(Entries from a point annotation set)
Start

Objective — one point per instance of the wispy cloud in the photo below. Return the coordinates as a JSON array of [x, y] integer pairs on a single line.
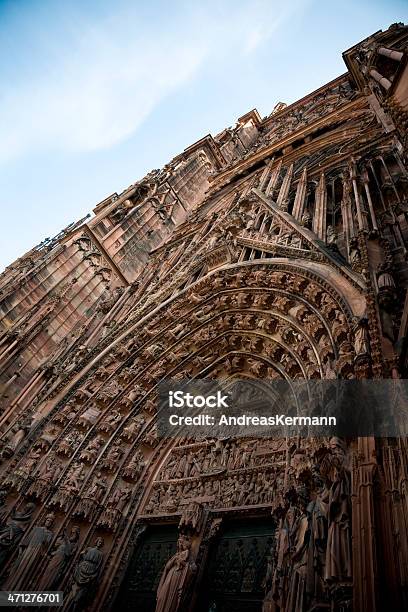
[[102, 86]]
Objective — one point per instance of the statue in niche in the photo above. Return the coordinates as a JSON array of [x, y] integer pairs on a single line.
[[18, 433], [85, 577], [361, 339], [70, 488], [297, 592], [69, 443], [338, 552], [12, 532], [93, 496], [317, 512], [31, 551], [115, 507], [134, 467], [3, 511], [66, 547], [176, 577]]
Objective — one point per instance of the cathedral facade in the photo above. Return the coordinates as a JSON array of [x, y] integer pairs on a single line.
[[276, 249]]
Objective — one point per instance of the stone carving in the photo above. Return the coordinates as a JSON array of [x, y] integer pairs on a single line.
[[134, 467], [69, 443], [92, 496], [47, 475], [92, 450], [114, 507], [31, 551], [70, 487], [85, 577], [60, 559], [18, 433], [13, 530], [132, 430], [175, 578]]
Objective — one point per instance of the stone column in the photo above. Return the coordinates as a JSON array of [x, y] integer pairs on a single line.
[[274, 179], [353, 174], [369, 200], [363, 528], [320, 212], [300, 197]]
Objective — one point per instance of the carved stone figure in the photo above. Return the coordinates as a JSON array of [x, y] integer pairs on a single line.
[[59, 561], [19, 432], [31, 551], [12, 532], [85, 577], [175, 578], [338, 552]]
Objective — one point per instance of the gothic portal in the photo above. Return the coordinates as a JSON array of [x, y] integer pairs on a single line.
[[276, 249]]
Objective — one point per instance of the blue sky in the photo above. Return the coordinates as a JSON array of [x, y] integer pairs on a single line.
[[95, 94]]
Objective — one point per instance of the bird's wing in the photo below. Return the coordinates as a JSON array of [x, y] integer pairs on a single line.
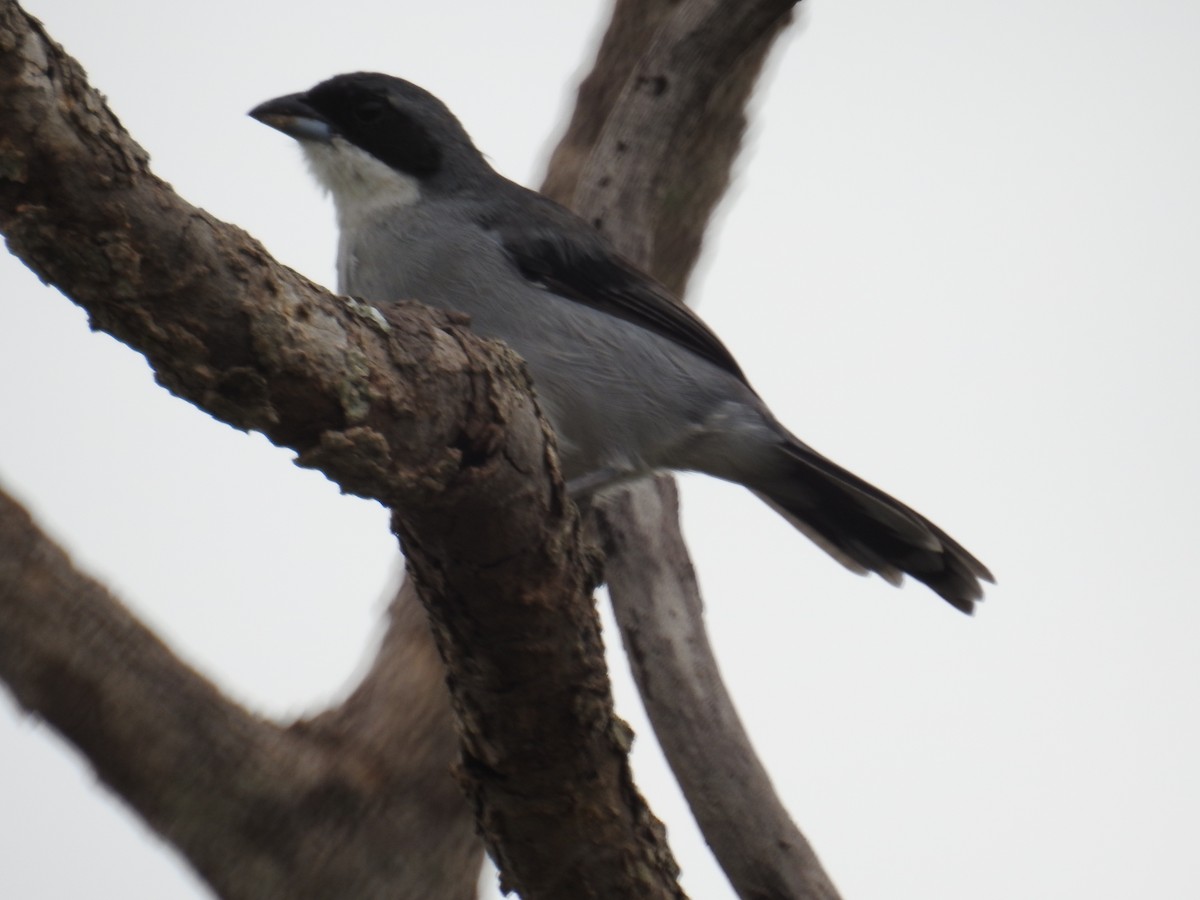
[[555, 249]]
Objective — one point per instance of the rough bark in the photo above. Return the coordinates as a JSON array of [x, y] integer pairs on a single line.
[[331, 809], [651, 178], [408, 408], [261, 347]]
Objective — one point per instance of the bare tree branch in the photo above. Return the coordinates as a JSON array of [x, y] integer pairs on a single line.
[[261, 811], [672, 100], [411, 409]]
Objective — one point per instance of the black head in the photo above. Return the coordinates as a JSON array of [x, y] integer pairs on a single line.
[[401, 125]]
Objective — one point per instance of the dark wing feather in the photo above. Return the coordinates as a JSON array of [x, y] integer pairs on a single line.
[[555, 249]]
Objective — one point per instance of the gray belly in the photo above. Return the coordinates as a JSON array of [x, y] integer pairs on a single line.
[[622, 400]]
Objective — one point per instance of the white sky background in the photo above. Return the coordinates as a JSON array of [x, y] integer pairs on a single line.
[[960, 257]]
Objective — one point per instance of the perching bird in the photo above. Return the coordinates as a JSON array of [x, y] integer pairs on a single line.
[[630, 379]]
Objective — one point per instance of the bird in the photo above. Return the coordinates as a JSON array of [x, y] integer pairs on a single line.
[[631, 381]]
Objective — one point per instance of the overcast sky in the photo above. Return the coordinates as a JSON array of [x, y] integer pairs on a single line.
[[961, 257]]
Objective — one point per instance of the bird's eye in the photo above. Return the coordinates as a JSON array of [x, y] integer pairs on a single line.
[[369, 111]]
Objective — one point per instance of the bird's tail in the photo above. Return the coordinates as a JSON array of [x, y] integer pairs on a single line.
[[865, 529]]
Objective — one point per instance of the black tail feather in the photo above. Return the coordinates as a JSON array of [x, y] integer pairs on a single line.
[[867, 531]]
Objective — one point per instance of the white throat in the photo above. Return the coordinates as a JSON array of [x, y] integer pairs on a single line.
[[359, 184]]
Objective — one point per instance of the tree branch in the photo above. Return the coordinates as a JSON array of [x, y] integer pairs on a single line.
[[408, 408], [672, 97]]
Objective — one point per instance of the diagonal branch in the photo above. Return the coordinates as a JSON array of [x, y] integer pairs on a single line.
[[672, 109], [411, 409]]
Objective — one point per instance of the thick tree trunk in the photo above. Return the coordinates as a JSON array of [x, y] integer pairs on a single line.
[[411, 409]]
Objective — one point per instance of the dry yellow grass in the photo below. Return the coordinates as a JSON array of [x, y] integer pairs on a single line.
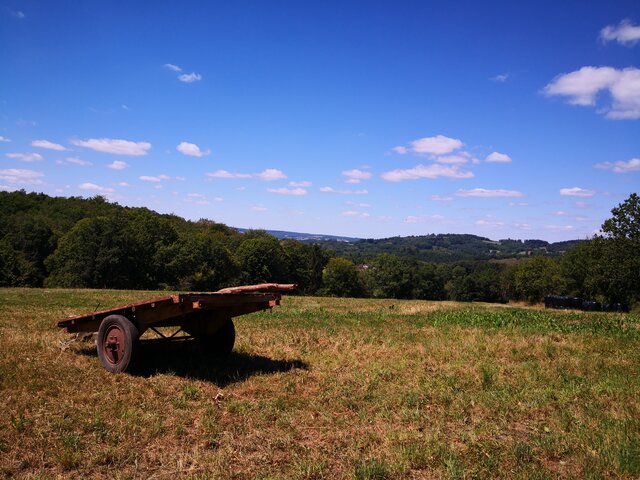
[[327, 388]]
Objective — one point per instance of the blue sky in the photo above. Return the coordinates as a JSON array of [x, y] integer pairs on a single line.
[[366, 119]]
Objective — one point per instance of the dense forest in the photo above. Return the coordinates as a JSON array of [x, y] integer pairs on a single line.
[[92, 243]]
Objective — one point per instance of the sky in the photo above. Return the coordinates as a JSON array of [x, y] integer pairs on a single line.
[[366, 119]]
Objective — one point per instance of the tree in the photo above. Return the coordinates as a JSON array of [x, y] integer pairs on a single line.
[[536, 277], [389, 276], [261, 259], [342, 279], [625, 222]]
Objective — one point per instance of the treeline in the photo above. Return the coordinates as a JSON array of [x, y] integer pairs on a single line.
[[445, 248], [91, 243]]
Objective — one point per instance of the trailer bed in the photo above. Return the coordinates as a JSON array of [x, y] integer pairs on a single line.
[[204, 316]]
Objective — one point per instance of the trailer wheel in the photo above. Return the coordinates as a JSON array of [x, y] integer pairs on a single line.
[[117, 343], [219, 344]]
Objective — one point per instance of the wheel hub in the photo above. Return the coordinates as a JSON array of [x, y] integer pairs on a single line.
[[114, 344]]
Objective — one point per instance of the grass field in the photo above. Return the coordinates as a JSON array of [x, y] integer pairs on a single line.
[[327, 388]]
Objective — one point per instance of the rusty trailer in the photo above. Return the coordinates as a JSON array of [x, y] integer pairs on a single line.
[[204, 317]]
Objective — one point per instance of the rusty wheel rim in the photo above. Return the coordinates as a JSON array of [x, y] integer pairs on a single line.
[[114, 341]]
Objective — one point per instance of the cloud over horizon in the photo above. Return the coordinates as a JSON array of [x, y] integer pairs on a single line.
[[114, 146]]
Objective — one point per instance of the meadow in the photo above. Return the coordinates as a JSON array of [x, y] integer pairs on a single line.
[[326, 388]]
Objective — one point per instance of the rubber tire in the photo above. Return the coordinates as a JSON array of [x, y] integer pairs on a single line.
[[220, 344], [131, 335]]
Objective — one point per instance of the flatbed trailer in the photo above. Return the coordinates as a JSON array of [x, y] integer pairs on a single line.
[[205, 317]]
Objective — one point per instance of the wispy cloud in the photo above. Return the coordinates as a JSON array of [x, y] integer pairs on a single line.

End

Starting at the beginning of the entries and stopping after the line that contains "547], [176, 577]]", write out those entries again, requests included, with every coordinate in the answers scaled by 2.4 and rounded to whole numbers, halves rounding up. Leave the pictures out.

[Written solution]:
Objective — one point per instance of the wispy cloud in the photo below. Return the coordinates as a JSON array of [x, y] integer pairs on a single line.
[[245, 206]]
Objective — one point per instance of the statue in niche in the photo above. Return the coordinates as a JSON array of [x, y] integer pairs on a single line.
[[43, 1039], [204, 1385], [866, 814], [168, 1171], [713, 1421], [166, 1063], [811, 1325], [29, 1277], [223, 1190], [761, 1229], [74, 1322], [276, 1217], [322, 1121], [7, 1226], [158, 1313], [422, 1385]]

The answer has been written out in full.